● ページ抜粋:

算数や国語の学力、粘り強さ、自己制御力、思いやり…、生まれた瞬間から最初の数年間に、親や保育者が子どもとどれだけ「話したか」ですべてが決まる。日本の子育て、保育が抱える課題とその解決策を、科学的な裏づけと著者自身の具体的な実践から示した書(アマゾン・ウェブサイトの本の紹介文より引用) ーーーーーーーーーーーーーー

著者のサスキンド博士は、生まれつき耳が聞こえない子どもへの「人工内耳移植」が専門の小児外科医。

同じような条件の重度の聴覚障害の子どもたちに人工内耳の手術を行った後、手術は成功したにも関わらず、その後「話せるようになる子」と「ならない子」がいることに疑問を持ちます。 その疑問の答えを見つけるために、彼女は医学の世界から飛び出して、心理学や言語学の分野でも広く学び、言語発達の根本原因を探るようになりました。 その結果、彼女が発見したのは、「3歳までの言語環境の違いが、子どものその後の人生を決定づける」という、衝撃的な事実でした。

博士はこう述べています:

「だから子どもにはとにかく、たくさんの言葉のシャワーを浴びせることが大切。それも、脳の発達の大部分が完成する生後3年間の間に。」

ただし、ただ言葉を浴びせるだけではなく、『3つのT』を大切にした関わりが重要なのだそうです。

『3つのT』とは:

  1. Tune In:注意と体を子どもに向ける

  2. Talk More:子どもとたくさん話す

  3. Take Turns:子どもと交互に対話する

でもここで、多くの方が疑問に思います。「え...生まれて最初の3年間っていっても、0歳の赤ちゃんなんて、まだ話せないのに、どうやって対話するの?」って。

それが、実はできるんです!その自然な機会こそが、『排泄コミュニケーション』なのです!

たとえばこんな感じです:

【排泄コミュニケーションの3つのT】

  1. Tune In

    大人:「そろそろおしっこかな?」と赤ちゃんに注目

  2. Talk More

    大人:「おしっこしたいの?」「出るかな~」と声かけ

    赤ちゃん:{そわそわ/もぞもぞ}

    大人:おむつを外してあげる

    赤ちゃん:{おしっこ/うんちが出た!}

  3. Take Turns

    大人:「わぁ!出たね!」

● 実施項目 1: ページ抜粋によると、サスキンド博士の専門は何ですか。
● 実施項目 2: 排泄コミュニケーションを扱ったページ抜粋を、最後の文の直後から引き継いで書き進めてください。
レコードはページ抜粋とは別の出典から取得したものです。

● 提供レコード:
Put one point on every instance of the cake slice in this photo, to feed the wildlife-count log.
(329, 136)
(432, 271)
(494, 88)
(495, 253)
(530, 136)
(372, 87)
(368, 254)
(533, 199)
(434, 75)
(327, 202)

● 想定解答 1: 生まれつき耳が聞こえない子どもへの人工内耳移植を専門とする小児外科医です。

● 想定解答 2:
    赤ちゃん:{にっこり}

    大人:「気持ちよかったね~」

    赤ちゃん:{またにっこり}

こうして、赤ちゃんとの間で、非言語の応答的な対話が可能になるのです。

実際にこのやりとりを体験したイラストレーターの小森桂子さんが、素敵なマンガにしてくれました。


「トイレトレーニングって大変そうでなんだか気が重い...」「いつからおむつ外しをしたらいいのかな...」と不安に思っている親や保育者が、「赤ちゃんの時からこの子とできること」に目を向けて、ゆっくり関係を深めていくことができる。

そんな風に視点を変えるだけで、おむつ外しのプロセスは、大人と子どもにとって、楽しくかけがえのない時間になっていきます。

0歳からの自然なおむつ外しで育つ子どもたちは、その子のベストタイミングで自然におむつが外れていくだけでなく、「人としての土台」をしっかり育ててもらっているのだなと、私は感じています。

サスキンド博士によるこの「3000万語の格差ー赤ちゃんの脳をつくる親と保育者の話しかけ」は、そんな私たちの実践に、大きな勇気と科学的な裏づけを与えてくれた一冊です。